→ Aim of the task: Restate the data exactly, with nothing altered.

Stored entries:
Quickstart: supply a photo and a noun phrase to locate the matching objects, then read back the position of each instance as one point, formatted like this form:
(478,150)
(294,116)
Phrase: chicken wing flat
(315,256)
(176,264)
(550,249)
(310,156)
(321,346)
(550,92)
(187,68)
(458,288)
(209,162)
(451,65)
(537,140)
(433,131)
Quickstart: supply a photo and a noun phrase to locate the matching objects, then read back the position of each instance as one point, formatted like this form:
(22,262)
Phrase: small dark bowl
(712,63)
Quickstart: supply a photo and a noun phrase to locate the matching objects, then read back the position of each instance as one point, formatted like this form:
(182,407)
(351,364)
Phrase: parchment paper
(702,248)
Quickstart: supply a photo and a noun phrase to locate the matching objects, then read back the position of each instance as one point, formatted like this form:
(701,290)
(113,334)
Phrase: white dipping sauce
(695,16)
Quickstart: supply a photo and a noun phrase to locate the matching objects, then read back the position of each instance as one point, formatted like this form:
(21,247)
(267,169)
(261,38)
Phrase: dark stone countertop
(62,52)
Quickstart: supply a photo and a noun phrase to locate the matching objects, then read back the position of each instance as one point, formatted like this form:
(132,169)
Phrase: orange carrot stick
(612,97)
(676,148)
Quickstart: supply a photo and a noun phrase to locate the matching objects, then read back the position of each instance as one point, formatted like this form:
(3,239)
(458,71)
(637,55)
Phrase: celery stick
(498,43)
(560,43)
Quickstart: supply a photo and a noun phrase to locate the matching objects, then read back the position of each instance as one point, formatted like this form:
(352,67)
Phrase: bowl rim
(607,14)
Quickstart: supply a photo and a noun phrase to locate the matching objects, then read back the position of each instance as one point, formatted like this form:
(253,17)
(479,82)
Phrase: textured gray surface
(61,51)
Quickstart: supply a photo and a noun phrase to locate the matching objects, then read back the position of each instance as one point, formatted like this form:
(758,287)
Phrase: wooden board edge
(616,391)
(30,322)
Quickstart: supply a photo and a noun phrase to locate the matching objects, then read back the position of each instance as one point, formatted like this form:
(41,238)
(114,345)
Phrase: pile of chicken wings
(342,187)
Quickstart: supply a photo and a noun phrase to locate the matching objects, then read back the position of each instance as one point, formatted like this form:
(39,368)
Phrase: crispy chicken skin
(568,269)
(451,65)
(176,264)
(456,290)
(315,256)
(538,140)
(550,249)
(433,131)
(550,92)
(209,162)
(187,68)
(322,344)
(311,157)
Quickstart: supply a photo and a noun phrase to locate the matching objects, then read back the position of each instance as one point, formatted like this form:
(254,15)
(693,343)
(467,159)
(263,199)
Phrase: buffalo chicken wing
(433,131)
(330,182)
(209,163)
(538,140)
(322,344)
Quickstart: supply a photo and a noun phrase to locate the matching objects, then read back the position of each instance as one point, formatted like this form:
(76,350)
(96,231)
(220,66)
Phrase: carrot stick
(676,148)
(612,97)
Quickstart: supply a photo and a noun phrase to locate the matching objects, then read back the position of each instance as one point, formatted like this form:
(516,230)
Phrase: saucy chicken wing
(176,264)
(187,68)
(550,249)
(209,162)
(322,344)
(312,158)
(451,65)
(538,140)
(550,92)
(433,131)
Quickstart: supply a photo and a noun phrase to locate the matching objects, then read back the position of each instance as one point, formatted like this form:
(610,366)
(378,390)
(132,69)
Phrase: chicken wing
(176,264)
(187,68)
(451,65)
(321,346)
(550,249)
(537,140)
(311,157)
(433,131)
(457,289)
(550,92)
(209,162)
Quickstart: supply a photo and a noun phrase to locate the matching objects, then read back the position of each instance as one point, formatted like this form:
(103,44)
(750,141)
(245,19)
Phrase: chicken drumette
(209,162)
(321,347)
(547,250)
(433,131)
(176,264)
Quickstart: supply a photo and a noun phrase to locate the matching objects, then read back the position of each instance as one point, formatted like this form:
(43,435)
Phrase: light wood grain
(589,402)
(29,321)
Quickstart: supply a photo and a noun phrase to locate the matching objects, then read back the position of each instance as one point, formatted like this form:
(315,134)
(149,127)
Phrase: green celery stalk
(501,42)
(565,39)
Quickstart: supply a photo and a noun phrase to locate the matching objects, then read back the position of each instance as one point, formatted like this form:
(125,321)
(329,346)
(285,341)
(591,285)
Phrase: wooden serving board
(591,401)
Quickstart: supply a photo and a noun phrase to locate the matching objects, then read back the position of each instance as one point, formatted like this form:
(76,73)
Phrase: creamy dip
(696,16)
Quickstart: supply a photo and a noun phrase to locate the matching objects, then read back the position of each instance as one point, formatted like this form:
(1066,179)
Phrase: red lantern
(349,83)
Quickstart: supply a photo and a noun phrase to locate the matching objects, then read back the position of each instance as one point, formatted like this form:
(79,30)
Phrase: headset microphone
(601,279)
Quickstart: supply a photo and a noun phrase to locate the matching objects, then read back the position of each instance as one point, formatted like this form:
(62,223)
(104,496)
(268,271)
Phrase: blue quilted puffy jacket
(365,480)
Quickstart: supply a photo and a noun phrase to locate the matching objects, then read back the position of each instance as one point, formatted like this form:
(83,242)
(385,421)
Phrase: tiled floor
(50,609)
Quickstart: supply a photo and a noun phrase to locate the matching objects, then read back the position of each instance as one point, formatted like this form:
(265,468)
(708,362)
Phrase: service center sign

→ Your solution:
Quickstart: supply a photo and a noun phrase to locate the matching objects, then read back the position of each instance as one point, formatted like this form:
(478,150)
(294,116)
Phrase: chicken wing flat
(315,256)
(176,264)
(550,249)
(310,156)
(321,346)
(550,92)
(187,68)
(458,288)
(209,162)
(451,65)
(537,140)
(433,131)
Quickstart: supply a photo and a noun phrase to locate the matching objects, then read back the position of each instance as one point, formatted like this form:
(22,262)
Phrase: small dark bowl
(712,63)
Quickstart: supply a photo and a noun phrase to locate the matching objects, then read back the position of each instance as one point, formatted like this form:
(182,407)
(351,364)
Phrase: parchment paper
(702,248)
Quickstart: supply a photo and a noun phrase to locate the matching objects, then read back the position of each instance as one point, formatted like this form:
(701,290)
(113,334)
Phrase: white dipping sauce
(695,16)
Quickstart: supply a photo and a noun phrase to locate the matching objects, then read back the position of each instance as one point, formatted like this form:
(21,247)
(267,169)
(261,38)
Phrase: dark stone countertop
(62,52)
Quickstart: supply a photo and a noun phrase to locate the matching objects, then read back the position of each instance as one point, formatted like this form:
(132,169)
Phrase: orange carrot stick
(612,97)
(676,148)
Quickstart: supply a photo and a noun phrase to locate the matching objects, then read back the position of each instance as one point, formatted like this form:
(3,239)
(458,71)
(637,55)
Phrase: celery stick
(498,43)
(560,43)
Quickstart: supply a photo and a noun phrase to locate the matching objects, then read back the position of each instance as one point, formatted like this form:
(352,67)
Phrase: bowl rim
(607,14)
Quickstart: supply a photo and a noun phrase to locate the matching objects, then read back the position of each instance as one point, formatted like this form:
(253,17)
(479,82)
Phrase: textured gray surface
(61,51)
Quickstart: supply a photo and a noun phrase to locate the matching objects, then read back the position of each instance as one point, formatted like this form:
(758,287)
Phrase: wooden board edge
(616,391)
(30,322)
Quickstart: supply a photo and a noun phrase to locate the matching objects, then read back the position of each instance as one point, formatted like this form:
(41,238)
(114,345)
Phrase: pile of chicken wings
(342,187)
Quickstart: supply a photo and a noun phrase to locate the matching objects, then read back the position of each instance as one point, formatted like this form:
(39,368)
Phrase: crispy chicken skin
(568,269)
(451,65)
(176,264)
(456,290)
(315,256)
(538,140)
(550,249)
(433,131)
(550,92)
(209,162)
(187,68)
(322,344)
(311,157)
Quickstart: supply a photo and a noun phrase to locate the matching objects, then read back the position of each instance as one point, formatted like this form:
(254,15)
(693,343)
(467,159)
(263,199)
Phrase: buffalo chicken wing
(433,131)
(330,182)
(209,163)
(538,140)
(322,344)
Quickstart: supply a photo and a noun phrase to locate the matching objects, then read back the position of each instance as one point, formatted like this form:
(76,350)
(96,231)
(220,66)
Phrase: carrot stick
(676,148)
(612,97)
Quickstart: supply a photo and a noun phrase to locate the matching objects, then read back the position of each instance as one point, formatted like this form:
(516,230)
Phrase: saucy chicken wing
(176,264)
(187,68)
(550,249)
(209,162)
(322,344)
(312,158)
(451,65)
(538,140)
(550,92)
(433,131)
Quickstart: supply a photo and a noun phrase to locate the matching objects, then read back the position of each instance as one point, formatted like this form:
(610,366)
(378,390)
(132,69)
Phrase: chicken wing
(176,264)
(187,68)
(451,65)
(321,346)
(550,249)
(537,140)
(311,157)
(433,131)
(457,289)
(550,92)
(209,162)
Quickstart: supply a photo and a noun phrase to locate the matching objects, then read back the position of each instance as one point, formatted like this form:
(103,44)
(750,141)
(245,19)
Phrase: chicken drumette
(209,162)
(321,347)
(547,250)
(433,131)
(176,264)
Quickstart: supply a photo and a noun phrase to locate the matching objects, then read back the position of each instance as one point, formatted like this form:
(43,435)
Phrase: light wood grain
(589,402)
(29,321)
Quickstart: supply a photo and a noun phrase to locate the matching objects, then read back the position of each instance as one point, formatted like this form:
(315,134)
(149,127)
Phrase: green celery stalk
(501,42)
(565,39)
Quickstart: supply a photo and a noun phrase to locate the matching objects, then read back the position of each instance as one point, formatted like this form:
(125,321)
(329,346)
(285,341)
(591,285)
Phrase: wooden serving board
(591,401)
Quickstart: supply a photo and a noun phrase to locate the matching objects, then read back the position of each instance as one point, formatted like this form:
(76,73)
Phrase: creamy dip
(696,16)
Quickstart: supply a photo and a noun phrase to locate the matching objects, then read back the position of each instance as one point, formatted like this form:
(1066,179)
Phrase: red lantern
(349,83)
Quickstart: supply a photo and a noun phrase to locate the matching objects, then read back the position of each instance as one point, formatted like this form:
(79,30)
Phrase: headset microphone
(601,279)
Quickstart: supply a photo and a noun phrase to locate the matching objects, then read back the position of each instance as one point, formatted like this form:
(62,223)
(104,496)
(268,271)
Phrase: blue quilted puffy jacket
(365,480)
Quickstart: supply a photo and a noun phrase to locate the matching objects, then read back the position of each instance as one point, formatted like this form:
(83,242)
(385,421)
Phrase: tiled floor
(50,609)
Quickstart: supply a photo and a noun phrase to locate the matching objects, then read back the position of each instance as one point, formatted like this form:
(265,468)
(708,362)
Phrase: service center sign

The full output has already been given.